### Document extract
────────
13. Feather: A “crack” in a diamond, appears as a white feather within the stone.



Modern Brilliant Cut: Often known as the brilliant, round, round brilliant, or "brill.". It has 58 facets, including the table and culet. On this page we discuss the various parts of a round brilliant cut diamond, and the names of each part.


  • Crown Facets
    • Table
    • Star Facets
    • Kite or Bezel Facets
    • Upper girdle facets


  • Pavilion Facets
    • Main Pavilion Facets
    • Lower Girdle Facets
    • Culet

1) The Make : Table %

Table percentage is the ratio of the table width as compared to the total width of the diamond. For rounds, the largest diameter is used. For fancies, the smallest diameter (width as opposed to length) is used. For example, if the table measures 5.7 mm, and the total diameter of the diamond measures 10.0 mm, then the table percentage is 57%.

It is important to note that the trend toward smaller table percentages is a very recent phenomenon. Until the last 5 years or so, most people preferred a slightly larger table because it added width to the stone without sacrificing brilliance and only a miniscule bit of fire. Today, the trend toward "perfection" is creating a great demand for diamonds that are cut to so-called "ideal" proportions, increasing the price for Ideal Cut diamonds.


Ideal = 53 - 58%
Excellent = 58.1 - 60%
Good = 60.1 - 64%
Fair = 64 - 70%
Poor = over 70%

2) Diamond Girdle

The girdle is the outer edge of a diamond. It usually has a frosted appearance. Many diamonds are also finished with a fully polished or even a faceted girdle. This characteristic does not affect the value of a diamond and is often more a reflection the diamond cutter's preference. The girdle is rated in terms of thickness. Girdle size is generally defined as Extremely Thin, Very Thin, Thin, Medium, Slightly Thick, Thick, Very Thick, or Extremely Thick. The girdle can also be described as a range of these terms such as Thin to Thick. Avoid the two Extremes. When purchasing a diamond, select one with a girdle that is neither Extremely Thin nor Extremely Thick.


3) Culet

A diamond's culet is the point on the bottom of a diamond's pavilion. A diamond's culet may be pointed or it may be blunted with a small facet. The culet facet can vary in size. This culet's size determines the grade that the culet is assigned.

When searching for your diamond you should choose a diamond within this range:

  • Pointed
  • No culet
  • Very Small
  • Small
  • Medium

Below is the standard gemological laboratories' list of abbreviations used on diamond certifications that grade the condition of a diamond's culet.
────────
### Collected material

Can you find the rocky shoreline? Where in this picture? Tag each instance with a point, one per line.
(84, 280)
────────
### Exercise requirements
Return the part of the text on diamond cuts from "Table percentage is the" to "Ideal Cut diamonds.", copied word for word. Work only from the text on diamond cuts.

### Output for this exercise
Table percentage is the ratio of the table width as compared to the total width of the diamond. For rounds, the largest diameter is used. For fancies, the smallest diameter (width as opposed to length) is used. For example, if the table measures 5.7 mm, and the total diameter of the diamond measures 10.0 mm, then the table percentage is 57%.

It is important to note that the trend toward smaller table percentages is a very recent phenomenon. Until the last 5 years or so, most people preferred a slightly larger table because it added width to the stone without sacrificing brilliance and only a miniscule bit of fire. Today, the trend toward "perfection" is creating a great demand for diamonds that are cut to so-called "ideal" proportions, increasing the price for Ideal Cut diamonds.